══ Data for the task

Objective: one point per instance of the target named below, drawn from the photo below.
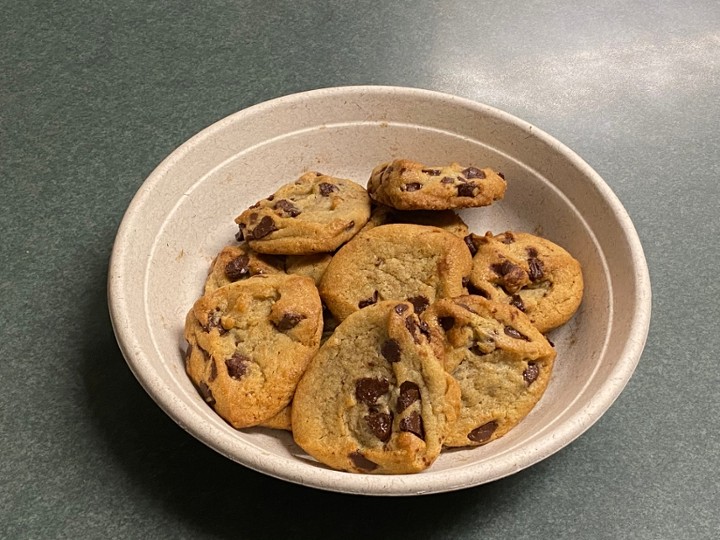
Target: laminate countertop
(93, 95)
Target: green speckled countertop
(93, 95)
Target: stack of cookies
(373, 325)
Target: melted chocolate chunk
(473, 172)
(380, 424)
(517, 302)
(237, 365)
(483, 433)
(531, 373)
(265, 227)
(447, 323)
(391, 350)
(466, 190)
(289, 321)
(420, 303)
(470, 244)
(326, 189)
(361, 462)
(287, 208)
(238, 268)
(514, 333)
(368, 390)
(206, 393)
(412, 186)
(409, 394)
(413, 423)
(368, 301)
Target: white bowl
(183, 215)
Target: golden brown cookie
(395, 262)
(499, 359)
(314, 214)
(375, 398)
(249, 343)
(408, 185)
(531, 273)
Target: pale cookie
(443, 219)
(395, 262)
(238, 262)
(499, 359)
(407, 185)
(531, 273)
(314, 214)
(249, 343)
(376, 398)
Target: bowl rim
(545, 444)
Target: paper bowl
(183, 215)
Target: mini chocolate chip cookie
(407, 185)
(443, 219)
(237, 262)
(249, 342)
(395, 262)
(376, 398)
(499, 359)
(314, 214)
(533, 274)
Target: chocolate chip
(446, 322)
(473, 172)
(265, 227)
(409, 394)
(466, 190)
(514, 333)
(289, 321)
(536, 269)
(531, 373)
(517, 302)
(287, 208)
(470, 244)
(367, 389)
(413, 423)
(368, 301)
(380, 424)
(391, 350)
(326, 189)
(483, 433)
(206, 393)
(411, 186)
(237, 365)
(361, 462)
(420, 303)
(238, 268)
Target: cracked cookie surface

════
══ Data for the task

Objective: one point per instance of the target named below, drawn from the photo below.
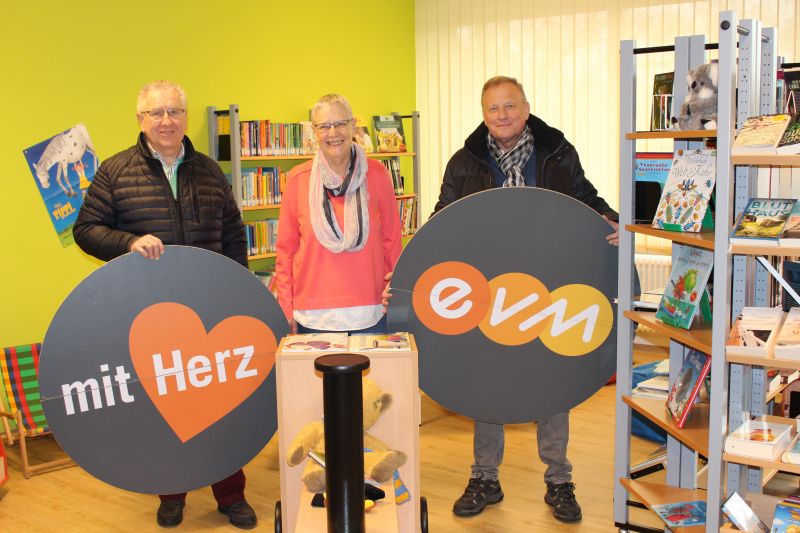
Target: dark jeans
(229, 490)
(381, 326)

════

_Problem requirements_.
Each line in the listing above from the one containing "Target: white bowl" through the one containing "Target: cracked cookie surface" should be repeated exactly, and no other line.

_Worked solution_.
Target: white bowl
(183, 215)
Target: golden brown cookie
(395, 262)
(499, 359)
(314, 214)
(375, 398)
(249, 343)
(408, 185)
(531, 273)
Target: pale cookie
(443, 219)
(395, 262)
(238, 262)
(499, 359)
(407, 185)
(531, 273)
(314, 214)
(249, 343)
(376, 398)
Target: bowl rim
(545, 444)
Target: paper bowl
(183, 215)
Target: mini chocolate chip cookie
(407, 185)
(443, 219)
(237, 262)
(249, 342)
(395, 262)
(376, 398)
(499, 359)
(314, 214)
(533, 274)
Target: chocolate chip
(446, 322)
(473, 172)
(265, 227)
(409, 394)
(466, 190)
(514, 333)
(289, 321)
(536, 269)
(531, 373)
(517, 302)
(287, 208)
(470, 244)
(367, 389)
(413, 423)
(368, 301)
(380, 424)
(391, 350)
(326, 189)
(483, 433)
(206, 393)
(411, 186)
(237, 365)
(361, 462)
(420, 303)
(238, 268)
Target: cracked cookie surface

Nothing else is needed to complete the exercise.